Texto de leitura |
*****
Inspirando-se num novo tipo de modelo de IA chamado “rede de atenção”, Polavieja e a sua equipa conseguiram identificar uma solução intermédia: um modelo que ao mesmo tempo dá pistas para perceber o que se passa e é capaz de fazer previsões. Os investigadores descrevem os seus resultados num artigo publicado na revista Plos Computational Biology (https://journals.plos.org/ploscompbiol/article?id=10.1371/journal.pcbi.1007354).
Desconstruir a caixa negra
Para resolver o problema, a equipa decidiu utilizar técnicas de IA ligeiramente modificadas, onde, em vez de construir a “caixa negra” intacta do costume, organizaram o modelo num grande número de módulos interligados, cada um dos quais simples o suficiente para poder ser analisado (por humanos).
Quando os cientistas estudaram as funções geradas por cada módulo, descobriram que as regras toscas que já conheciam ainda eram válidas, mas que estas tinham ficado agora muito mais apuradas. “Por exemplo, segundo os modelos anteriores, o espaço à volta de cada peixe está dividido em três áreas circulares concêntricas: a da repulsão, a do alinhamento e a da atração. Desta vez, também encontrámos as mesmas áreas, mas ao contrário dos modelos simples que tinham inicialmente permitido identificá-las, o nosso modelo mostra que essas áreas não são circulares nem concêntricas, e que se alteram conforme a velocidade do peixe”, explica Francisco Heras, o primeiro autor do estudo.
*****
Dados disponíveis |
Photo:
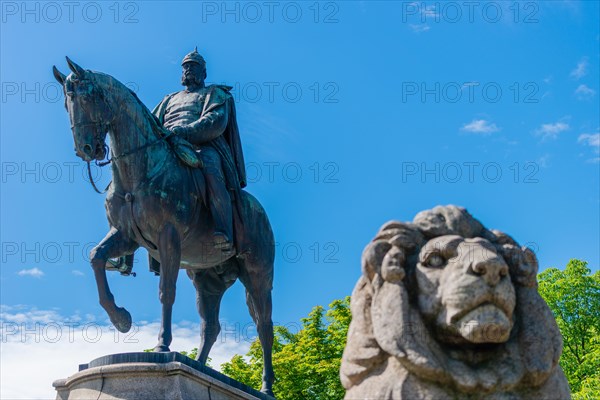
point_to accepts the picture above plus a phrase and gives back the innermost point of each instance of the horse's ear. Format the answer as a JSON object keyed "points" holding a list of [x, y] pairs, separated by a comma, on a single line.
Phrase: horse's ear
{"points": [[77, 70], [60, 77]]}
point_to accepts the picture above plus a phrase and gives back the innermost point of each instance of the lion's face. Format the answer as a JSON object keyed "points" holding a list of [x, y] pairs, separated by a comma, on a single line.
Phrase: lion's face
{"points": [[435, 315], [464, 290]]}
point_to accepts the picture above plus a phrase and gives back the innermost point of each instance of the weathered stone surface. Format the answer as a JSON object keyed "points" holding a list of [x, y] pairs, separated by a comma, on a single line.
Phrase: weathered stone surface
{"points": [[147, 376], [447, 309]]}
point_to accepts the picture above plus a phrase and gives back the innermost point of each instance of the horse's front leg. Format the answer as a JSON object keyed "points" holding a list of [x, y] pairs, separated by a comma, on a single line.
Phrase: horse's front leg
{"points": [[115, 244], [169, 249]]}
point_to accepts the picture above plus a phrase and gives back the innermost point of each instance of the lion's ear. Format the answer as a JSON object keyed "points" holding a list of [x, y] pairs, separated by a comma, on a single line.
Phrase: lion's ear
{"points": [[522, 263], [372, 258]]}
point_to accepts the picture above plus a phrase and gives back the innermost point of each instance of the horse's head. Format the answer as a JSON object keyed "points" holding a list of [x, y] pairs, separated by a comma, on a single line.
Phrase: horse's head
{"points": [[89, 111]]}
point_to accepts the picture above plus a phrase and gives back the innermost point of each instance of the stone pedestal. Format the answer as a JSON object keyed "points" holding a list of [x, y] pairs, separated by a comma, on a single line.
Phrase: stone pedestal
{"points": [[148, 376]]}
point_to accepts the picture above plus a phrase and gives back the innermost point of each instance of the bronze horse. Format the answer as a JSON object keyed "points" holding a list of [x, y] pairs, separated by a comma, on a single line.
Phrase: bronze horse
{"points": [[156, 202]]}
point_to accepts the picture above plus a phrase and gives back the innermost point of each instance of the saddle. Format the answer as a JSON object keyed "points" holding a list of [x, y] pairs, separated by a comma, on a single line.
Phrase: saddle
{"points": [[185, 151]]}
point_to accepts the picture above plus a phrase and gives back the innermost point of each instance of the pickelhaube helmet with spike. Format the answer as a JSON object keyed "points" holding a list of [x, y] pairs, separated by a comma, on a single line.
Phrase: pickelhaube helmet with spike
{"points": [[194, 56]]}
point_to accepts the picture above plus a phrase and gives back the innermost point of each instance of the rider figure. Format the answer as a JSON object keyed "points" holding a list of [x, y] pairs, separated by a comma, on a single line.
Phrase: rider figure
{"points": [[205, 117]]}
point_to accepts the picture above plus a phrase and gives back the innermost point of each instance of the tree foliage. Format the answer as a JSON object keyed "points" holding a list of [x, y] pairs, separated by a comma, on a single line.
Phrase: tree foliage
{"points": [[574, 298], [306, 363]]}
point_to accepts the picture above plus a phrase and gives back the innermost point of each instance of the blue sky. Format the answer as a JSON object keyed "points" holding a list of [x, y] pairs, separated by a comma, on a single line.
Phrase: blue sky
{"points": [[351, 114]]}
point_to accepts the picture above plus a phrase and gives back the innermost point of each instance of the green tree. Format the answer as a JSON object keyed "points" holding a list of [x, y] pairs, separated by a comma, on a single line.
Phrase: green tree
{"points": [[574, 298], [306, 363]]}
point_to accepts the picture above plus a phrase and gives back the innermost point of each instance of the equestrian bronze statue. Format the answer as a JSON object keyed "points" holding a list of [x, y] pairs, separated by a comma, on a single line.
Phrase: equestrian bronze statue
{"points": [[177, 191]]}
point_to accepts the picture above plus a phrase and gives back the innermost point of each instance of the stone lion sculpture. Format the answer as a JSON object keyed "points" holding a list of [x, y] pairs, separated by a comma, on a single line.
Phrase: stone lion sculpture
{"points": [[447, 309]]}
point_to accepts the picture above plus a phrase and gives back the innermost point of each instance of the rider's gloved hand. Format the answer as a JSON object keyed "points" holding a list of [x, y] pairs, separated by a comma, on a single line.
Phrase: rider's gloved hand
{"points": [[180, 131]]}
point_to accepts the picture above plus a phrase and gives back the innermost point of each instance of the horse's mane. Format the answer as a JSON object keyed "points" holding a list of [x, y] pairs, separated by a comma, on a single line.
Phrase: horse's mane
{"points": [[112, 82]]}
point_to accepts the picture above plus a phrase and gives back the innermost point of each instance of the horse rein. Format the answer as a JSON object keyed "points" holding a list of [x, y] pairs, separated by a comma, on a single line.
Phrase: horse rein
{"points": [[102, 127]]}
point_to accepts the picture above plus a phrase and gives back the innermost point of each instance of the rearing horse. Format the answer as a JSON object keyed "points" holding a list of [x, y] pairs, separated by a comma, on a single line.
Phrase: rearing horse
{"points": [[156, 202]]}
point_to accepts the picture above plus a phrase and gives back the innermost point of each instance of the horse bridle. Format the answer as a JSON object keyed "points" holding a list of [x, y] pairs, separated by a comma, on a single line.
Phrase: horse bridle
{"points": [[100, 128]]}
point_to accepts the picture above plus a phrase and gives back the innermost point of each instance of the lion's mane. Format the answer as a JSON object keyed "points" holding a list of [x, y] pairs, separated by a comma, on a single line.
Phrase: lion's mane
{"points": [[391, 350]]}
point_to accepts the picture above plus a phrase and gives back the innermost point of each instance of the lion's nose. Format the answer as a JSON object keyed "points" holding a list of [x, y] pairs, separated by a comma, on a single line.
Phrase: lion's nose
{"points": [[491, 270]]}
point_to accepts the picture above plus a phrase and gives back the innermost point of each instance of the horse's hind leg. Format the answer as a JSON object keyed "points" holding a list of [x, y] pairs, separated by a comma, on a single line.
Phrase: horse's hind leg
{"points": [[258, 280], [169, 249], [210, 287], [113, 245]]}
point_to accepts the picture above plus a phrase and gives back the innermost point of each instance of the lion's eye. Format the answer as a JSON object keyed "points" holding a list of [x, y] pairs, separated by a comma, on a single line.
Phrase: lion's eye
{"points": [[435, 261]]}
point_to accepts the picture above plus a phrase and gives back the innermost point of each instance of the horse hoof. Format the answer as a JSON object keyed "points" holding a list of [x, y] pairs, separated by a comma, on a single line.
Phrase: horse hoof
{"points": [[121, 320]]}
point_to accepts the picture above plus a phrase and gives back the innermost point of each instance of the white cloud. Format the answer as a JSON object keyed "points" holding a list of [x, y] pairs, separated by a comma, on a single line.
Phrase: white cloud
{"points": [[551, 131], [40, 346], [581, 70], [583, 92], [35, 272], [418, 28], [592, 140], [480, 126]]}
*****
Instruções do exercício | No texto de leitura, em que três áreas os modelos anteriores dividiam o espaço à volta de cada peixe? Os registos não têm qualquer relação com o texto de leitura.

Resolução do exercício | Na área da repulsão, na do alinhamento e na da atração.